Document:
Begin
Kayvon Asemani was 9 years old in 2005 when his father attempted to murder the boy’s mother in the family’s Ellicott City, Md., apartment. The attack left Asemani’s mother, Samira Salmassi, profoundly brain-damaged and permanently institutionalized, sent her ex-husband back to prison for 30 years, and essentially orphaned their three children.

“What happened very much drove me to do the things I’ve done ever since,” said Asemani, who has accomplished more in the last 16 years than most of us could in a lifetime. And he only just turned 25.

“I learned how to not take things for granted,” said the musician, entrepreneur, digital content creator, and social media influencer.

“Coming from a broken situation, I built an instinct of self-reliance and independence. My work ethic is a big part of who I am; my mother was always working overtime to provide for us because my father was rarely involved. She taught me to look for opportunities even if it seemed there weren’t any.”
End
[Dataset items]
Begin
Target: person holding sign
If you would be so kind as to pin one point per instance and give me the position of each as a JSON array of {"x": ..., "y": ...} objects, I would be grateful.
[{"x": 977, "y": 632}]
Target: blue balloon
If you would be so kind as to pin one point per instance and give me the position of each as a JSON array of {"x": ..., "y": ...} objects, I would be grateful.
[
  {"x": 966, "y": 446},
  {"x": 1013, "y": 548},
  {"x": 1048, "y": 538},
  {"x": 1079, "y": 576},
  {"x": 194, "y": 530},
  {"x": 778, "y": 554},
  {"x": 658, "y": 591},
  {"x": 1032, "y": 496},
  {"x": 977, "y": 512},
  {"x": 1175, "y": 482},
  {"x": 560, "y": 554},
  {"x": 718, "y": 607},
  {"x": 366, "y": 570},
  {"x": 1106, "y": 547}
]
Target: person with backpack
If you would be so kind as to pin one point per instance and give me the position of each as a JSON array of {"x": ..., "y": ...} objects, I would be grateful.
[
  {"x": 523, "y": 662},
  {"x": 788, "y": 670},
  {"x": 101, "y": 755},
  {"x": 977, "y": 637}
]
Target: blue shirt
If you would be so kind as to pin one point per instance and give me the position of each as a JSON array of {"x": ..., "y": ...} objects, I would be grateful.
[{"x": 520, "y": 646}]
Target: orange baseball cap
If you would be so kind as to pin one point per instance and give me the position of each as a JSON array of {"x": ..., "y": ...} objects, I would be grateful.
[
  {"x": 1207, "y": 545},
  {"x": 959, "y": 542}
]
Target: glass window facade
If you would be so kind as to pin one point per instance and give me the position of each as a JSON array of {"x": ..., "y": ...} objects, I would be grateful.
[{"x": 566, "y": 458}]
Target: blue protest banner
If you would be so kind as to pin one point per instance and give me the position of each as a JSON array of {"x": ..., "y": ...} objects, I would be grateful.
End
Stated problem A: Convert the part of the records that opens with the line containing "Target: blue balloon" and runs to the end of the records into a numbered list. Leave out any blank lines.
Stated problem B: Carry on the Kayvon Asemani profile from the point where it stops.

Written response A:
1. Target: blue balloon
2. If you would be so kind as to pin one point per instance and give me the position of each as a JSON array of {"x": ..., "y": ...} objects, I would be grateful.
3. [
4.   {"x": 966, "y": 446},
5.   {"x": 1013, "y": 548},
6.   {"x": 1048, "y": 538},
7.   {"x": 1079, "y": 576},
8.   {"x": 194, "y": 530},
9.   {"x": 778, "y": 554},
10.   {"x": 658, "y": 591},
11.   {"x": 1032, "y": 496},
12.   {"x": 977, "y": 512},
13.   {"x": 1175, "y": 482},
14.   {"x": 560, "y": 554},
15.   {"x": 718, "y": 607},
16.   {"x": 366, "y": 570},
17.   {"x": 1106, "y": 547}
18. ]
19. Target: person with backpack
20. If you would be so kind as to pin one point per instance and give me the position of each as a JSON array of {"x": ..., "y": ...} objects, I would be grateful.
21. [
22.   {"x": 523, "y": 662},
23.   {"x": 788, "y": 670},
24.   {"x": 101, "y": 755},
25.   {"x": 977, "y": 637}
26. ]
27. Target: blue shirt
28. If you would be so kind as to pin one point per instance and give me the position of each as a JSON array of {"x": ..., "y": ...} objects, I would be grateful.
29. [{"x": 520, "y": 646}]
30. Target: orange baseball cap
31. If you would be so kind as to pin one point per instance and give me the position of each as a JSON array of {"x": ..., "y": ...} objects, I would be grateful.
32. [
33.   {"x": 1207, "y": 545},
34.   {"x": 959, "y": 542}
35. ]
36. Target: glass window facade
37. If you would be so kind as to pin one point per instance and give me the position of each as a JSON array of {"x": ..., "y": ...} objects, I would be grateful.
38. [{"x": 566, "y": 458}]
39. Target: blue protest banner
40. If you would be so kind as to pin one point per instance and give me the position of each as a JSON array of {"x": ..., "y": ...} objects, I would be grateful.

Written response B:
Asemani began to write and record hip-hop songs while in elementary school in Ellicott City; he used to perform his raps for his mother. He continued working on music after he and his older brother, Arman, and younger sister, Leila, were accepted at Pennsylvania’s Milton Hershey School for orphaned or otherwise needy youngsters in 2006. After graduating from high school at Milton Hershey in 2014, he was admitted to the Wharton School of the University of Pennsylvania.

While there, Asemani taught financial literacy to West Philly kids, which deepened his commitment to social justice, while the playful, positive vibe of his music and videos helped make him a campus celebrity. He also landed a featured performance spot during the 2016 International Young Leaders Assembly at the United Nations.

“I make music to inspire people to come together regardless of their background,” said Asemani, an American of Iranian heritage. “I always try to do things that bring different people together.”

A compact young man with a larger-than-life personality — and a multimegawatt smile — Asemani appeared in Forbes magazine as one of the Most Outstanding Business School Grads of 2018. He became friends with author and Wharton professor Adam Grant, who introduced him to Facebook CEO and author Sheryl Sandberg, who included Asemani’s story in Option B, the book she and Grant cowrote.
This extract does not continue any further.